> [Artikel]:
# taz.de -- Gerichtsverhandlung zu AfD-Einstufung: Eine Frage der Existenz
       
       > Vor dem Verwaltungsgericht Köln zeichnete sich am Dienstag ein Teilerfolg
       > für die AfD ab. Die Einstufung des „Flügels“ als rechtsextrem wackelt.
       
 (IMG) Bild: AfD-Chef Tino Chrupalla am Dienstag beim Prozess im sogenannten „Kristallsaal“ der Kölner Messe
       
       Köln taz | Der AfD-„Flügel“ um Björn Höcke darf vermutlich nicht vom
       Verfassungsschutz beobachtet werden. Das zeichnete sich bei der mündlichen
       Verhandlung vor dem Verwaltungsgericht Köln ab. Ob das auch für die
       Mutterpartei gilt, war bis zum späten Nachmittag noch unklar.
       
       Wegen des großen öffentlichen Interesses und wegen Corona fand die
       Verhandlung im gediegen-eleganten Kristallsaal der Kölner Messe statt.

> [Aufgabenstellung]:
Beantworten Sie anhand des Artikels über die Kölner Verhandlung zur AfD-Einstufung diese Fragen:
1. Um welche Person gruppiert sich der AfD-„Flügel“?
2. Vor welchem Gericht wurde verhandelt?
3. Aus welchen zwei Gründen fand die Verhandlung im Kristallsaal der Kölner Messe statt?
Die Zeilen spielen hierfür keine Rolle.

> [Einträge zur Grenzbeschriftung]:
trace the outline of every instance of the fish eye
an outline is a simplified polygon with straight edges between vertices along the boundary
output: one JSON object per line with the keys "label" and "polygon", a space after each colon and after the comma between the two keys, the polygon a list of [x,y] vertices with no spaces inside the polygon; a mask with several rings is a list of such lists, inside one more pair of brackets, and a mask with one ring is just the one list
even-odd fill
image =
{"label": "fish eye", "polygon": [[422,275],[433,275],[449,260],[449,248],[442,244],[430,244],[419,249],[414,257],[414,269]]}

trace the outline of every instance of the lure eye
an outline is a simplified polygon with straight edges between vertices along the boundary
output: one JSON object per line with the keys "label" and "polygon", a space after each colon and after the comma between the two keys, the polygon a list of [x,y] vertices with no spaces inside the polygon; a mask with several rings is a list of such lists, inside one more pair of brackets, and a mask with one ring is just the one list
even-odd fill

> [Lösung]:
1. Um Björn Höcke.
2. Vor dem Verwaltungsgericht Köln.
3. Wegen des großen öffentlichen Interesses und wegen Corona.